Copy the listing below word for word.

-*-

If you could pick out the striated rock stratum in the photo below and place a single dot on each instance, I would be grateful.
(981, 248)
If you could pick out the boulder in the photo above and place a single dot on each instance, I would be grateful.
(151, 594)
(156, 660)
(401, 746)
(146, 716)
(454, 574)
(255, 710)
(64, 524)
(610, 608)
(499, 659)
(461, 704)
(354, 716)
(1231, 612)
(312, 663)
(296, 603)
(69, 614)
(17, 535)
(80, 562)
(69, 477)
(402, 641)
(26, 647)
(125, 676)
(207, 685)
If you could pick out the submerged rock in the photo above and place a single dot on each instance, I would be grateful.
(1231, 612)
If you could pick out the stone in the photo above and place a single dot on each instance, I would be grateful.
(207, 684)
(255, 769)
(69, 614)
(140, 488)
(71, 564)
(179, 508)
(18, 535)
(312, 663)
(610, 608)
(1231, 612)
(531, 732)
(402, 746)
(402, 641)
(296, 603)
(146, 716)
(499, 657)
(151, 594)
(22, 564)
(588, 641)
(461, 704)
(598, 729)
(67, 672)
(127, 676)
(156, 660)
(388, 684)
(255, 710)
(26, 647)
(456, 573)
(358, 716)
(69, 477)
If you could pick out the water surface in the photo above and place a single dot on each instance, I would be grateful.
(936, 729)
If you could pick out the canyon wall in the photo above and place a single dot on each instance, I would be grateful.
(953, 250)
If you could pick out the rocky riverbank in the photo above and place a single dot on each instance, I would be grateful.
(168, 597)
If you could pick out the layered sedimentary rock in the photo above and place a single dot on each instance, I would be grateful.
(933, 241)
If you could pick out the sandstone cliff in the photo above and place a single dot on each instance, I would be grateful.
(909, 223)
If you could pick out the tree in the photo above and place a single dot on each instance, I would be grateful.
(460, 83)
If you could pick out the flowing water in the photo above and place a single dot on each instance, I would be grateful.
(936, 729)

-*-

### Task result
If you could pick out the striated rock stratum in the photo below and place a single dot on each instance, I would be grateful.
(981, 248)
If you could pick out the boulder in the photo above and place a single dot on each instance, I would be grateful.
(151, 594)
(156, 660)
(401, 746)
(146, 716)
(454, 574)
(255, 710)
(64, 524)
(610, 608)
(499, 659)
(461, 704)
(354, 716)
(1231, 612)
(312, 663)
(296, 603)
(69, 614)
(17, 535)
(80, 562)
(69, 477)
(402, 641)
(26, 647)
(125, 676)
(207, 685)
If you could pick out the submerged rock in the photo above and place a single dot on each instance, I would be grateful.
(1231, 612)
If you could pick out the stone in the photo above and place a single dot on each instance, I would be grateful.
(207, 684)
(255, 769)
(69, 614)
(140, 488)
(71, 564)
(179, 508)
(18, 535)
(312, 663)
(610, 608)
(1231, 612)
(531, 732)
(402, 746)
(402, 641)
(296, 603)
(146, 716)
(499, 657)
(151, 594)
(22, 564)
(588, 641)
(461, 704)
(598, 729)
(67, 672)
(127, 676)
(156, 660)
(388, 684)
(255, 710)
(26, 647)
(456, 573)
(358, 716)
(69, 477)
If you could pick out the water surface in the photo above and place a single dot on each instance, I would be grateful.
(936, 729)
If you could pick out the canyon wall in the photo above and place a single dot on each instance, I would be grateful.
(953, 250)
If you could pick out the rocky riverbank in the photo above and place a single dot on each instance, I would be grateful.
(168, 597)
If you could pick out the layered sedimentary rock in the photo above and place a single dot on each instance, I would be grateful.
(933, 241)
If you could pick out the sandstone cliff in the photo above and place a single dot on each instance, I would be grateful.
(909, 223)
If you could pick out the tree in the photo above and place a single dot on each instance, I would be grateful.
(460, 83)
If you could pick out the flowing water in the photo above and place a single dot on each instance, I would be grateful.
(936, 729)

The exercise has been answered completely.